• **INSTRUÇÕES DA TAREFA**:
Dê continuidade ao artigo sobre o antinatalismo, começando logo após a última frase apresentada.

• **ARTIGO**:
“O que o título acima quer dizer?”, pergunta-me a
leitora assustada, nesta segunda-feira. Imagino-a levando a mão ao
ventre e sentido a dor que essa ideia traz consigo: “Arrancar o útero
fora”.
Passamos todos por processos na vida, como indivíduos e como grupos.
No caso específico das mulheres mais jovens, hoje em dia, intriga-me o
fato que, ao lado de expressões em que “útero” ocupa o lugar do “saco”
como exemplo de coragem (o que reconheço como verdade para as mulheres,
uma vez que dar à luz sempre foi um indício da força do sexo feminino
que me encanta), a tendência a recusar a função em si do útero (gerar
filhos) seja crescente.
Mas, para além do fato evidente de que as pessoas podem fazer o que quiserem com seus corpos (vamos deixar isso claro antes que algum inteligentinho venha encher o nosso saco), um novo fenômeno me chamou atenção nos últimos tempos: o antinatalismo.
Você não sabe o que é? Não, nada tem a ver com algo contra o Natal cristão, apesar de, sim, ter a ver com a ideia de ser contra o nascimento de crianças.
Antinatalismo, aparentemente, surgido entre europeias entediadas (como quase todo europeu), é o seguinte: mulheres jovens tiram o útero logo cedo a fim de marcar sua recusa à maternidade como ato ético sublime. Sim: arrancar o útero como ética.
Há algum tempo tenho evitado a palavra ética, como também as palavras energia e cabala, porque, de tanto serem usadas, já não significam nada. Mas confesso que o uso da palavra “ética” ao lado de “arrancar o útero” me parece incomum. Por que uma menina chegaria à conclusão que deve tirar o útero para ser ética?
Claro que não ter filhos pode ser visto como algo bom de várias formas, algumas confessáveis, outras inconfessáveis.
As confessáveis, que me soam falsas, são do tipo: não vou ter filhos porque já tem criança demais no mundo, melhor adotar uma pobre, a espécie humana é excessivamente predadora, logo, melhor sumir da face da Terra, deixemos o planeta para golfinhos e baratas, são tão fofos!
As inconfessáveis (que acredito serem mais verdadeiras) são do tipo: não vou ter filhos porque criança custa caro, dura muito tempo, enche o saco, atrapalha a Netflix, me impede de viajar quando quero e, pior, faz eu me sentir responsável por ela, e isso é uma forma da opressão patriarcal, além de que, é claro, filhos dão rugas, derrubam o seio e atrapalham o mercado de trabalho.

• **ENTRADAS**:

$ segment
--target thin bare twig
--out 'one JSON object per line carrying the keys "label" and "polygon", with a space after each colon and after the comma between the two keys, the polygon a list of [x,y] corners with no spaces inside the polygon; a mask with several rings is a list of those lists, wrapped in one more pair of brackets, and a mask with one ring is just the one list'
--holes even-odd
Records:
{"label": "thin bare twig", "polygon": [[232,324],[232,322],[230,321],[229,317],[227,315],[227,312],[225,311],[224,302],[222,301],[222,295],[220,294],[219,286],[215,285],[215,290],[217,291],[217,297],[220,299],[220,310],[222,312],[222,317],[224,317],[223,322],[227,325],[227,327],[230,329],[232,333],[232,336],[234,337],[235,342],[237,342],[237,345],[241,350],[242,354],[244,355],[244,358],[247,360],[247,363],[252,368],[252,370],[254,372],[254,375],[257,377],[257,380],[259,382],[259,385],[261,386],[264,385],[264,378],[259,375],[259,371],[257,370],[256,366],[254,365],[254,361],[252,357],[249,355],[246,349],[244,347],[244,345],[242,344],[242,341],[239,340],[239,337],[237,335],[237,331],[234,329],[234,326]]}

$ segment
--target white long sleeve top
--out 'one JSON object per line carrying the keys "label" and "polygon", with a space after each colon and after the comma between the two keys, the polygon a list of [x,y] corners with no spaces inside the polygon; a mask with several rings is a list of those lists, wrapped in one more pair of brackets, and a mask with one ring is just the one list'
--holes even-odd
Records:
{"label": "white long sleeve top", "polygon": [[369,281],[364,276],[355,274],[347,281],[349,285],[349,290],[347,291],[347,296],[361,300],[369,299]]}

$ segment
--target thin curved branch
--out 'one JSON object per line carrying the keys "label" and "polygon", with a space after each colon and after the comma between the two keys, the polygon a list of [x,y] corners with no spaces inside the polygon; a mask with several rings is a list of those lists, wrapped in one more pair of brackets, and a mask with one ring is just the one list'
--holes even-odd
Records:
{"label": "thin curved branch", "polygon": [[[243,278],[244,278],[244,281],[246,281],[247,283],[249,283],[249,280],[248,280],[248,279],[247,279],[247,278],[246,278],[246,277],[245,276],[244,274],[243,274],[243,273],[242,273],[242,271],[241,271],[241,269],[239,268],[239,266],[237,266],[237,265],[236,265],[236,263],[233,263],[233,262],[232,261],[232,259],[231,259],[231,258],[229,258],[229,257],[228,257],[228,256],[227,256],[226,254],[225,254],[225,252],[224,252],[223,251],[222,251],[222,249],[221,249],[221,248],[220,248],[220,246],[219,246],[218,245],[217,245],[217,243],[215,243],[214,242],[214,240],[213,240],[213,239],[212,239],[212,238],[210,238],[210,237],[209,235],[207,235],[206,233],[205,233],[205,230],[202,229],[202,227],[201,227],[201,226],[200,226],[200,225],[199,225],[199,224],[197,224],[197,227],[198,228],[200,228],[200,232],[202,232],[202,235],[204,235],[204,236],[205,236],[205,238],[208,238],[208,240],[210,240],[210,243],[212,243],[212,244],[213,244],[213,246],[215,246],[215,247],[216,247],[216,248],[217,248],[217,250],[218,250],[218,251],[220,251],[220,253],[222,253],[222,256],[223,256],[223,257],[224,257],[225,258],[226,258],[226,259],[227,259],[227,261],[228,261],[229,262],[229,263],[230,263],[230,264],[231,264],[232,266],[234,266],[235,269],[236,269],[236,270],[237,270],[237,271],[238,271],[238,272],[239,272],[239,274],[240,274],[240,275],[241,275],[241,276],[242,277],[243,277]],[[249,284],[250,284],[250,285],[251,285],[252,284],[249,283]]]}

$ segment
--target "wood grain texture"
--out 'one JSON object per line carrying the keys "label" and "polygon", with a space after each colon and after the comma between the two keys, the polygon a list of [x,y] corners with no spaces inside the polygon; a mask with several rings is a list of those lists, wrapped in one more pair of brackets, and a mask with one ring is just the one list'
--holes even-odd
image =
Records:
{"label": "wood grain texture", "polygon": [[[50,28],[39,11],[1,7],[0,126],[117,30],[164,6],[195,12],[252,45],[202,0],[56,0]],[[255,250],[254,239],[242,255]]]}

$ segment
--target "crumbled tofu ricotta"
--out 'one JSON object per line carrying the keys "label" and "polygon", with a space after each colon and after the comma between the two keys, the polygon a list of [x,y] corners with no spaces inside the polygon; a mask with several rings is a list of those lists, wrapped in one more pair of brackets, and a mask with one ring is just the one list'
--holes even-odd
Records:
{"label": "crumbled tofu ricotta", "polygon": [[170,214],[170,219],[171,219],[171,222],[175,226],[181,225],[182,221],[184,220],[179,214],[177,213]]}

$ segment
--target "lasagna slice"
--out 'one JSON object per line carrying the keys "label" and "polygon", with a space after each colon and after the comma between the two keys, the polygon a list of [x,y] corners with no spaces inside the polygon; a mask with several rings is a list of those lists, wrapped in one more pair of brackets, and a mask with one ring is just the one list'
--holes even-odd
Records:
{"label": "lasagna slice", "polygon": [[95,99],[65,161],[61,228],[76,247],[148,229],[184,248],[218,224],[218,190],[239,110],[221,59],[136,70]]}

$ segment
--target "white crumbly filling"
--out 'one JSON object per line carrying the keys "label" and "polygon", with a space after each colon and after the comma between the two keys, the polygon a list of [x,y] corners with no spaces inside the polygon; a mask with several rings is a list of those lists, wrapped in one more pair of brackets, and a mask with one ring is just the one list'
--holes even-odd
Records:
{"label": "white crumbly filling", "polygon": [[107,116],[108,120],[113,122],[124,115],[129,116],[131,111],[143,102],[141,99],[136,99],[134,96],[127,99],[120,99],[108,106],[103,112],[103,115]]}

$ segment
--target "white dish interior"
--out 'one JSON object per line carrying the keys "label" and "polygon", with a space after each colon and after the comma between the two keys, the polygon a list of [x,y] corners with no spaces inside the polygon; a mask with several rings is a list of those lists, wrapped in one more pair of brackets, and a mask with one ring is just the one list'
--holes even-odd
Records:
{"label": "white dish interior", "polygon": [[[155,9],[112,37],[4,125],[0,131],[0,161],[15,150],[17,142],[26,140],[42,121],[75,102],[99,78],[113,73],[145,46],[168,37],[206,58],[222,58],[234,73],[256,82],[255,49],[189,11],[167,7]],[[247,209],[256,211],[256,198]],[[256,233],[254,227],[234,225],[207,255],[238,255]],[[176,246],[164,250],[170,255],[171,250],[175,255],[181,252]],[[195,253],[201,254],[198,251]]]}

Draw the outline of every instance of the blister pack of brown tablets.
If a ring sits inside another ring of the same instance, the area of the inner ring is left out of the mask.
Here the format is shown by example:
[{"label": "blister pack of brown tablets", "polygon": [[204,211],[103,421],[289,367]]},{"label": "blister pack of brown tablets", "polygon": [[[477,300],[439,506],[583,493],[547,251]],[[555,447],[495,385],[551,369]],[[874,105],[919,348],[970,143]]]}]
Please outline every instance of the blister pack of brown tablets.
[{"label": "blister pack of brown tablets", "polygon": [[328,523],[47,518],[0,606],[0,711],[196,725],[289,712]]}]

• **RESPOSTA DO EXERCÍCIO**:
Devo ir com calma, porque a sensibilidade excessiva de uma humanidade que optou pelo retardo mental como “ética” pode entrar em agonia diante dos meus argumentos inconfessáveis para não ter filhos.
O fato é que os argumentos confessáveis aparecem no discurso de algumas antinatalistas. Há um interessante cruzamento delas com uma forma de veganismo radical.
A ideia é que as mulheres que procriam colocariam (antieticamente) mais humanos na Terra, que seguiriam com seus modos de torturar os pobres dos animais. Muito comumente, antinatalistas são veganas, mas não necessariamente o contrário é fato.
Para ouvidos atentos, os argumentos inconfessáveis soam machadianos: o niilista Brás Cubas, criação de Machado de Assis (1839-1908), afirma no final do romance “Memórias Póstumas de Brás Cubas” que pelo menos não teve filhos e, por isso, não passou adiante a herança da miséria humana.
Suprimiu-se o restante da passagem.